(Excerpt from a dataset)
——————————

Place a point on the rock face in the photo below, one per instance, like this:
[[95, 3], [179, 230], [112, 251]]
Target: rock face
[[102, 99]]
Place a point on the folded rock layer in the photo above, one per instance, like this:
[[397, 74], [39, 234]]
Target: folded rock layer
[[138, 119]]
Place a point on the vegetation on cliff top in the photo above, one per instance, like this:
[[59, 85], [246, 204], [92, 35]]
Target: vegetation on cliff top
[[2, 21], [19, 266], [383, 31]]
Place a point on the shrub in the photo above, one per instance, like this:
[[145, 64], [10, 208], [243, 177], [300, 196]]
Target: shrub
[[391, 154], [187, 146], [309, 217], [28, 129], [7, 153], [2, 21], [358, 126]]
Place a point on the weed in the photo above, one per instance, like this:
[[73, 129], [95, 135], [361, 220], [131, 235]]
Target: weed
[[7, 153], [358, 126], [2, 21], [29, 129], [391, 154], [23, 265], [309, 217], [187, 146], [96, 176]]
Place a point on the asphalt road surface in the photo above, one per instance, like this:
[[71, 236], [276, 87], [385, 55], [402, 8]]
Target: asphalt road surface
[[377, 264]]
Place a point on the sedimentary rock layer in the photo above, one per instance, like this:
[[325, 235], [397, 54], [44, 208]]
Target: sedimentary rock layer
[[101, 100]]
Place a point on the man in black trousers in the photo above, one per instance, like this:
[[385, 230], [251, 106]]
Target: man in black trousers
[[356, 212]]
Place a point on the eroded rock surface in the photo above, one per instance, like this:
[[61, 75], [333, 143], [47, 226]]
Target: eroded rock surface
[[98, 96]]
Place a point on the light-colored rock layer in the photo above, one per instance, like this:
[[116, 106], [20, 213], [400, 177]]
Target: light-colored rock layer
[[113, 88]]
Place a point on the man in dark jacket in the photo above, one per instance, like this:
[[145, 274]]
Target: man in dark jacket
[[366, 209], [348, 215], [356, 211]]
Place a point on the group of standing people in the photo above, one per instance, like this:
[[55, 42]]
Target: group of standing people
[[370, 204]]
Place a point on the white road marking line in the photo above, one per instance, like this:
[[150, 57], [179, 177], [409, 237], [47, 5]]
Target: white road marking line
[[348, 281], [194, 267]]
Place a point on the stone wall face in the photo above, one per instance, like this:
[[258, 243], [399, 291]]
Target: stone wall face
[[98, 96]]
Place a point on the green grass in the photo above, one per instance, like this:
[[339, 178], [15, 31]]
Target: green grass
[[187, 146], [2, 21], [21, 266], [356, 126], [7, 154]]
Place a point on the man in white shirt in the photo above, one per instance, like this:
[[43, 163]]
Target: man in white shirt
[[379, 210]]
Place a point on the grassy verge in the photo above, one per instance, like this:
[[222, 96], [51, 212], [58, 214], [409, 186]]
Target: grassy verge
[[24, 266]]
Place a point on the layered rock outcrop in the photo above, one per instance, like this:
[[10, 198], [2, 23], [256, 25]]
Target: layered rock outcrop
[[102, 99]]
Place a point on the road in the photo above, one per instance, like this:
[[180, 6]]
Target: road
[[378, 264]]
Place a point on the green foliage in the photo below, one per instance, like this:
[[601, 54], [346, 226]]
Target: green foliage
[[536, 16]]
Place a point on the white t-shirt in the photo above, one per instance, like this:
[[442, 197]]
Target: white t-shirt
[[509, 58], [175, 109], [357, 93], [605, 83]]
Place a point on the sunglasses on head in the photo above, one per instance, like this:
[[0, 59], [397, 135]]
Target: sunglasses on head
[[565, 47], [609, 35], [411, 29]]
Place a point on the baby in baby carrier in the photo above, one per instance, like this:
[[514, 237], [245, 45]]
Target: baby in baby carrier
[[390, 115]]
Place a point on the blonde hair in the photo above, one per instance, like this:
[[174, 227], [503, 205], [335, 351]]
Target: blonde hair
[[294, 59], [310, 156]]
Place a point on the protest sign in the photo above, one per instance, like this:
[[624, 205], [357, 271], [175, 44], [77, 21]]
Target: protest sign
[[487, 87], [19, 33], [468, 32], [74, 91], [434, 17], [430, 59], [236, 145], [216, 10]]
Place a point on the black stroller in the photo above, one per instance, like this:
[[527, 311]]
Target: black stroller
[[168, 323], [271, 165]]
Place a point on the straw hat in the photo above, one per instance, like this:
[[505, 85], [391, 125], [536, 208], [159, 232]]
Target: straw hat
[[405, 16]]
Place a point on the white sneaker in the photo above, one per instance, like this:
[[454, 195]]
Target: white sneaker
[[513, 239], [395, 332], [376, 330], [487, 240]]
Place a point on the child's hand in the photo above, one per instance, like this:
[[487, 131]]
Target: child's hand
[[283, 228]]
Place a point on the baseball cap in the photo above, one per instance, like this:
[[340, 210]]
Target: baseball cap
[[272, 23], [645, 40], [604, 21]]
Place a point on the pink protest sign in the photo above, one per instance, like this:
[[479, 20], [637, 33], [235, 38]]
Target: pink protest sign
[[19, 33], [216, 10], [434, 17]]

——————————

» **SET PROBLEM**
Can you retype every one of the lines above word for word, without changing anything?

» **THE SOLUTION**
Place a point on the rock face in the photo below, one per instance, like this:
[[95, 3], [179, 230], [112, 251]]
Target: rock face
[[102, 99]]
Place a point on the folded rock layer in the photo above, one per instance, like this:
[[397, 74], [39, 234]]
Target: folded rock layer
[[138, 119]]
Place a point on the vegetation on cliff top in the photo above, one per instance, like this:
[[59, 85], [246, 204], [92, 35]]
Target: vegetation on cliff top
[[2, 21], [19, 266], [383, 31]]
Place a point on the shrub in the photo above, one per instance, like this:
[[145, 64], [10, 208], [243, 177], [300, 196]]
Target: shrub
[[391, 154], [187, 146], [309, 217], [28, 129], [7, 153], [2, 21], [358, 126]]
Place a point on the weed in the photo above, one per instance, like this:
[[73, 129], [95, 135], [361, 220], [131, 235]]
Target: weed
[[7, 153], [358, 126], [2, 21], [29, 129], [391, 154], [23, 265], [309, 217], [187, 146], [96, 176]]
Place a point on the asphalt road surface in the photo above, one per instance, like this:
[[71, 236], [276, 87], [385, 55], [402, 8]]
Target: asphalt road surface
[[377, 264]]
Place a point on the sedimentary rock layer in the photo above, one per instance, like this:
[[325, 235], [397, 54], [44, 208]]
Target: sedimentary rock layer
[[101, 100]]
Place a point on the man in black trousers in the photo above, one per instance, like this:
[[385, 230], [251, 106]]
Target: man in black trousers
[[356, 212]]
Place a point on the eroded rock surface in the photo above, one per instance, like this:
[[61, 75], [333, 143], [47, 226]]
Target: eroded rock surface
[[98, 96]]
Place a point on the light-colored rock layer in the photo above, one per instance, like this:
[[116, 106], [20, 213], [400, 177]]
Target: light-colored rock layer
[[113, 88]]
Place a point on the man in dark jacket in the photo above, one per instance, like this:
[[145, 274]]
Target: man in dark jacket
[[366, 209], [348, 215], [356, 211]]
Place a point on the group of standing people in the photo above, one per instance, like this:
[[55, 42]]
Target: group of standing people
[[370, 204]]
Place a point on the white road marking line in the photo above, one per instance, like this:
[[150, 57], [179, 177], [409, 237], [47, 5]]
Target: white road marking line
[[348, 281], [194, 267]]
Place a point on the stone wall face in the photo above, one per instance, like this:
[[258, 243], [399, 291]]
Target: stone wall face
[[98, 96]]
Place a point on the green grass in the photo above, one per instance, like this:
[[339, 178], [15, 31]]
Target: green grass
[[187, 146], [2, 21], [21, 266], [356, 126], [7, 154]]
Place a point on the man in white shirt in the photo above, one per instance, like this:
[[43, 163]]
Target: man in white shirt
[[379, 210]]
Place a point on the grassy verge in the photo above, one per instance, like this:
[[222, 96], [51, 212], [58, 214], [409, 186]]
Target: grassy verge
[[24, 266]]
Place a point on the layered rock outcrop in the photo above, one per instance, like this:
[[10, 198], [2, 23], [256, 25]]
Target: layered rock outcrop
[[102, 99]]
Place a point on the road in the photo above, one per instance, like this:
[[180, 6]]
Target: road
[[378, 264]]
Place a point on the green foliage in the photo below, one per instance, like this:
[[601, 54], [346, 226]]
Target: green foliage
[[536, 16]]
Place a point on the white t-shirt in the photo above, one per instance, like this:
[[442, 197]]
Target: white t-shirt
[[509, 58], [175, 109], [357, 93], [605, 83]]
Place a point on the sunglasses on head in the photo above, one per instance, like this:
[[0, 59], [397, 135]]
Target: sunglasses on head
[[565, 47], [609, 35], [411, 29]]
Place a point on the baby in baby carrier in the photo above, one per instance, like this:
[[514, 237], [245, 45]]
Target: baby in baby carrier
[[390, 115]]
Place a point on the blonde hair in the photo above, one per instance, like this:
[[174, 227], [503, 205], [335, 351]]
Target: blonde hair
[[294, 59], [310, 156]]
Place a point on the protest sign in the photo above, one per instance, like this:
[[624, 205], [357, 271], [175, 44], [77, 21]]
Target: protest sign
[[487, 87], [19, 33], [468, 32], [74, 91], [434, 17], [430, 59], [236, 145], [216, 10]]
Place a point on the black stroller in the photo above, one per instance, like this:
[[527, 311]]
Target: black stroller
[[168, 323], [271, 165]]
Place a point on the straw hat in the photo above, one per instance, like this:
[[505, 85], [391, 125], [536, 208], [159, 232]]
Target: straw hat
[[405, 16]]
Place a point on the white sneaker in the photo above, one per instance, like this:
[[454, 195]]
Target: white sneaker
[[513, 239], [395, 332], [376, 330], [487, 240]]
Place a point on the child's hand in the photo above, one per instance, like this:
[[487, 131]]
Target: child's hand
[[283, 228]]
Place a point on the baseball cap in the photo above, one per instance, like this:
[[340, 210]]
Target: baseball cap
[[272, 23], [645, 40], [604, 21]]
Place a point on the pink protest sign in the photo above, one per instance, like this:
[[479, 20], [637, 33], [235, 38]]
Target: pink protest sign
[[19, 33], [216, 10], [434, 17]]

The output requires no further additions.